### Задание
В отрывке про крокодила и гиппопотама: пародией на кого названа речь крокодила?

### Исходный текст

------------------------

Книга Эпоха Корнея Чуковского - Коллектив авторов -- Биографии и мемуары
Шрифт:
Интервал:
Закладка:
Крокодил целует ноги у царя-гиппопотама. Перед царем он открывает свою душу. Автор влагает в уста крокодила пафосную речь, пародию на Некрасова.
Узнайте, милые друзья,
Потрясена душа моя.
Я столько горя видел там,
Что даже ты, гиппопотам,
И то завыл бы, как щенок.
Когда б его увидеть мог…
Там наши братья, как в аду —
В Зоологическом саду.
О, этот сад, ужасный сад
Его забыть я был бы рад.
Там под бичами палачей
Немало мучится зверей:
Они стенают и зовут
И цепи тяжкие грызут,
Но им не вырваться сюда
Из темных клеток никогда.

------------------------

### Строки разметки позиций
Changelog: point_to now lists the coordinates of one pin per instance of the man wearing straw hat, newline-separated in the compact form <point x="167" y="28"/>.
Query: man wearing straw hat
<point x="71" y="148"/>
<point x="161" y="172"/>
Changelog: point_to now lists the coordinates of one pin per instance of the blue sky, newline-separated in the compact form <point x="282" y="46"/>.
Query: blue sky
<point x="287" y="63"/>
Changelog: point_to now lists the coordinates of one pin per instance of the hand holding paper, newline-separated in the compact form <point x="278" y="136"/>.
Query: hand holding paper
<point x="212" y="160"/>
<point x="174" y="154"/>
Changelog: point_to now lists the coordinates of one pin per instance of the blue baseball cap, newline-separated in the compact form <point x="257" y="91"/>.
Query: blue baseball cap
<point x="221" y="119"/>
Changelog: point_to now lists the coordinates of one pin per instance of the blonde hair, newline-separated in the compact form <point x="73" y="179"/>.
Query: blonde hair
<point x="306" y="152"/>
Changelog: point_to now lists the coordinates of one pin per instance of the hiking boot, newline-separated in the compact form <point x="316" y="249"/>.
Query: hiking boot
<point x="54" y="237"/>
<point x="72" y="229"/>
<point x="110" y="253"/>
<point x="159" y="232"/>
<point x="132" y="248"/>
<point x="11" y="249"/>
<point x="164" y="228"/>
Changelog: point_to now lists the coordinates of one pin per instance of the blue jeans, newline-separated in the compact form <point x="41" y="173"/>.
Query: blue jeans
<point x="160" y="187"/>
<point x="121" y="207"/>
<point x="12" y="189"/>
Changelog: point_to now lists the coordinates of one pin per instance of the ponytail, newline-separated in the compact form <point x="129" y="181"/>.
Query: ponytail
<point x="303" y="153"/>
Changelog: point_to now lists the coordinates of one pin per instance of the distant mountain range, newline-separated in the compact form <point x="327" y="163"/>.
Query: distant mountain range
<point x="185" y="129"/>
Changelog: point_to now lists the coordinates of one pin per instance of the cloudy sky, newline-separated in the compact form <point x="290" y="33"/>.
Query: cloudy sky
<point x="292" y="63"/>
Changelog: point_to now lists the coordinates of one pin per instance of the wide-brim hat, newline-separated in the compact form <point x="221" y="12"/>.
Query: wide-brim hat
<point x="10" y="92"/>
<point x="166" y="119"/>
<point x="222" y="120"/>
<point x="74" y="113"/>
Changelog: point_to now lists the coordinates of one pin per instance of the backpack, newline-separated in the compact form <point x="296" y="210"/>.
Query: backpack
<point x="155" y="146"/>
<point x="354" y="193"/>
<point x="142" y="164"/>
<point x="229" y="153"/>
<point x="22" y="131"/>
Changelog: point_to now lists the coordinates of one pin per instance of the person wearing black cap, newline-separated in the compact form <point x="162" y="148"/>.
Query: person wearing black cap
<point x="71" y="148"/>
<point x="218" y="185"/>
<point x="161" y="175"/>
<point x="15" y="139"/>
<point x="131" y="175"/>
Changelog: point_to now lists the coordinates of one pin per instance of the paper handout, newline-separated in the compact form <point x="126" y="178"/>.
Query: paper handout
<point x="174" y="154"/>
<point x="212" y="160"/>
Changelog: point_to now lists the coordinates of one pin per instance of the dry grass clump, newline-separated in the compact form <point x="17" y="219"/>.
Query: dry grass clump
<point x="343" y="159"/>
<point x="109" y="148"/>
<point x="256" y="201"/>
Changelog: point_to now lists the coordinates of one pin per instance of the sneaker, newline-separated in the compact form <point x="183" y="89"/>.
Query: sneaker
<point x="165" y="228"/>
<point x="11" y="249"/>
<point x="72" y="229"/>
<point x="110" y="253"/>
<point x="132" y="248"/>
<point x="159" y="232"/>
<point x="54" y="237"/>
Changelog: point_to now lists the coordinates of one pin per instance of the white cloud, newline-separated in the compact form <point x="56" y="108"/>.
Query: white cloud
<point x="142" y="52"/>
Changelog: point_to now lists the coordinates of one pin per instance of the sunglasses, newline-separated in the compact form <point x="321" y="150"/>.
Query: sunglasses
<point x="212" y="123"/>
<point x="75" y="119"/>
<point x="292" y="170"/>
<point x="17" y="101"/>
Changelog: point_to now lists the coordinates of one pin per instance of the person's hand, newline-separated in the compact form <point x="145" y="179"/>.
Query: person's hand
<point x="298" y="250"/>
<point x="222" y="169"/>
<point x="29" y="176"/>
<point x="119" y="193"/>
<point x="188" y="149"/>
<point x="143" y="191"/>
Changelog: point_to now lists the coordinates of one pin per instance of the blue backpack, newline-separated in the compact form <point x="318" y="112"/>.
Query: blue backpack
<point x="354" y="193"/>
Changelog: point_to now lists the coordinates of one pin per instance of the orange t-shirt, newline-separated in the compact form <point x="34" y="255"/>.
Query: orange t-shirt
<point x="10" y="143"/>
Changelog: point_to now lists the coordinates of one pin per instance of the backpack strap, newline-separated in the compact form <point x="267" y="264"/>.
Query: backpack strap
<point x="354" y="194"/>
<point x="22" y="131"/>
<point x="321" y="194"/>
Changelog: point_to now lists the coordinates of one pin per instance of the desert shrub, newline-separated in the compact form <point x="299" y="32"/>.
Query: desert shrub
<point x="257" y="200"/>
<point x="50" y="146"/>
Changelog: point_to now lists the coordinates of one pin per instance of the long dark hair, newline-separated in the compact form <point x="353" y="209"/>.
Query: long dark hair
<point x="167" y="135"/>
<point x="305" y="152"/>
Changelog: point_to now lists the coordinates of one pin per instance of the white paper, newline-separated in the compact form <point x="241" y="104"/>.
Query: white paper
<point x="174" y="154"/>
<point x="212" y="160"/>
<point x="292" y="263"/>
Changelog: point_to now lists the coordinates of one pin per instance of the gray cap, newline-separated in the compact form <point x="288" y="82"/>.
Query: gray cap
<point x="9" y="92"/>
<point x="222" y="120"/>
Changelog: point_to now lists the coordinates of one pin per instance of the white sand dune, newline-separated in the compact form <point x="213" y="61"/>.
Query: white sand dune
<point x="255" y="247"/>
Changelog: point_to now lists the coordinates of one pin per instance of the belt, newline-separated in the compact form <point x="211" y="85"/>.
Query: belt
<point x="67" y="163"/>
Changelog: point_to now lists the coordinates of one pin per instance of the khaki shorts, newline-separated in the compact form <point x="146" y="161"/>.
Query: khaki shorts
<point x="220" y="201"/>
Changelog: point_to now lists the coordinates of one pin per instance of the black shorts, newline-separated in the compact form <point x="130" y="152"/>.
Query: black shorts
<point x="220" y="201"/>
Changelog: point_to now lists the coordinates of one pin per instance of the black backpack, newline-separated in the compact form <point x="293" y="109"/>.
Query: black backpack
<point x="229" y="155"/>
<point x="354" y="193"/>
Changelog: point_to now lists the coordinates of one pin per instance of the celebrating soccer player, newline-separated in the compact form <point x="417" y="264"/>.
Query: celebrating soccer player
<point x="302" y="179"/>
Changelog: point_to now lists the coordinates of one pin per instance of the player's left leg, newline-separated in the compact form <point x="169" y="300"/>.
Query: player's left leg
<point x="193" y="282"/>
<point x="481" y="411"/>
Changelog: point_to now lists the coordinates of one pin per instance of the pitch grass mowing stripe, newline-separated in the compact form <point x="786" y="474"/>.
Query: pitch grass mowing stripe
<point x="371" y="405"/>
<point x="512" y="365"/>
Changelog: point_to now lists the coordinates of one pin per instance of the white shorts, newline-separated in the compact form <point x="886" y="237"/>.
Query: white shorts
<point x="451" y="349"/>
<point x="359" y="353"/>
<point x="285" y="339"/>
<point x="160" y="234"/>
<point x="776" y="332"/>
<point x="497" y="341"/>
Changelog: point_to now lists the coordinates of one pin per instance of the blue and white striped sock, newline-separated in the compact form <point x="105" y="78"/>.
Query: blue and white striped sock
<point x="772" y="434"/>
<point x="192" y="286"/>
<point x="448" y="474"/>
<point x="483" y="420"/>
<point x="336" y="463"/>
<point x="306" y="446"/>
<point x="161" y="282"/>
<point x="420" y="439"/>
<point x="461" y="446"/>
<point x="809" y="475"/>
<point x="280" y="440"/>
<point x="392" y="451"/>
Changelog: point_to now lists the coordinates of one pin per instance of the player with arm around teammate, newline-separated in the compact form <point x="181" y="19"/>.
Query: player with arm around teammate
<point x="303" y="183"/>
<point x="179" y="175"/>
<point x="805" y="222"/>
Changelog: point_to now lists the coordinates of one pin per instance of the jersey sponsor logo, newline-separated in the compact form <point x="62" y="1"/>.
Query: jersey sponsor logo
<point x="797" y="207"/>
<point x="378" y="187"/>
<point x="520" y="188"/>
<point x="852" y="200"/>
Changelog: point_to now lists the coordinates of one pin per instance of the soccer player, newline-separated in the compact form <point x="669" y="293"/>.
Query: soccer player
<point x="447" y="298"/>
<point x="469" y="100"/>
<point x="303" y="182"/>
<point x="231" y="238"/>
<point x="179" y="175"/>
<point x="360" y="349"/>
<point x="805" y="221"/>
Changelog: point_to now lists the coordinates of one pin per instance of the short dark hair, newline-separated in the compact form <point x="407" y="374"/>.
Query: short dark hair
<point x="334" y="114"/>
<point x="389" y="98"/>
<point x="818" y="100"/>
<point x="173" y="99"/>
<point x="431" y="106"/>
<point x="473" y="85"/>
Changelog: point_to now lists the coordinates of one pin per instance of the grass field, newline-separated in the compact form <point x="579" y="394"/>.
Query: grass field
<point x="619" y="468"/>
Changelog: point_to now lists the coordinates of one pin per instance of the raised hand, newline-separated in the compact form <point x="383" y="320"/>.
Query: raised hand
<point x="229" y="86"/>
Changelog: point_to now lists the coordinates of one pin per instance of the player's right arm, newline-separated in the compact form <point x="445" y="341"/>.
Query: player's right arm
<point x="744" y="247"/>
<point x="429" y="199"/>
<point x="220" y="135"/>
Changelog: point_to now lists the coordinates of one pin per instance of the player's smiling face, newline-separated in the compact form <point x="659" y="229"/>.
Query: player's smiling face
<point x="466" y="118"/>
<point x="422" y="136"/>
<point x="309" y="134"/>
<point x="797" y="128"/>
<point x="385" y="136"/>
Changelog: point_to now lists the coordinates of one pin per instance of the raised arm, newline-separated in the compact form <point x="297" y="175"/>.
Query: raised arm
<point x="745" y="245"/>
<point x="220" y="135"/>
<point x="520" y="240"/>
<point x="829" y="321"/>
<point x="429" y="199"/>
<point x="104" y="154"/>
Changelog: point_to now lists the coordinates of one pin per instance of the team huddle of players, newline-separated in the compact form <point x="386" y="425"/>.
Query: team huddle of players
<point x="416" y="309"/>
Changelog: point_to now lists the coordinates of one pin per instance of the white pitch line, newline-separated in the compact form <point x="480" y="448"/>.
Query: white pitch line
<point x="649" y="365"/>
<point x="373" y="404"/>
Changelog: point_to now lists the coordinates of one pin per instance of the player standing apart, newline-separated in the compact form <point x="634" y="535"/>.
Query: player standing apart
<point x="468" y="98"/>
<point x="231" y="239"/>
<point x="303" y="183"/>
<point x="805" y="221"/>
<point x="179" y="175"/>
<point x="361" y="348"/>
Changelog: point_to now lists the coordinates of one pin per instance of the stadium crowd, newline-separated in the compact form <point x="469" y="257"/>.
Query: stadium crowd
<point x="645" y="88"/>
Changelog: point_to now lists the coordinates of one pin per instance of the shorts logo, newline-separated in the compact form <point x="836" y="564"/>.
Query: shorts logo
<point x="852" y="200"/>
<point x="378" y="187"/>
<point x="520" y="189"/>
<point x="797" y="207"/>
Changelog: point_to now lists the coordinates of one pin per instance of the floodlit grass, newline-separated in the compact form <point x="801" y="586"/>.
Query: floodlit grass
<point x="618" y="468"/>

------------------------

### Ответ
На Некрасова.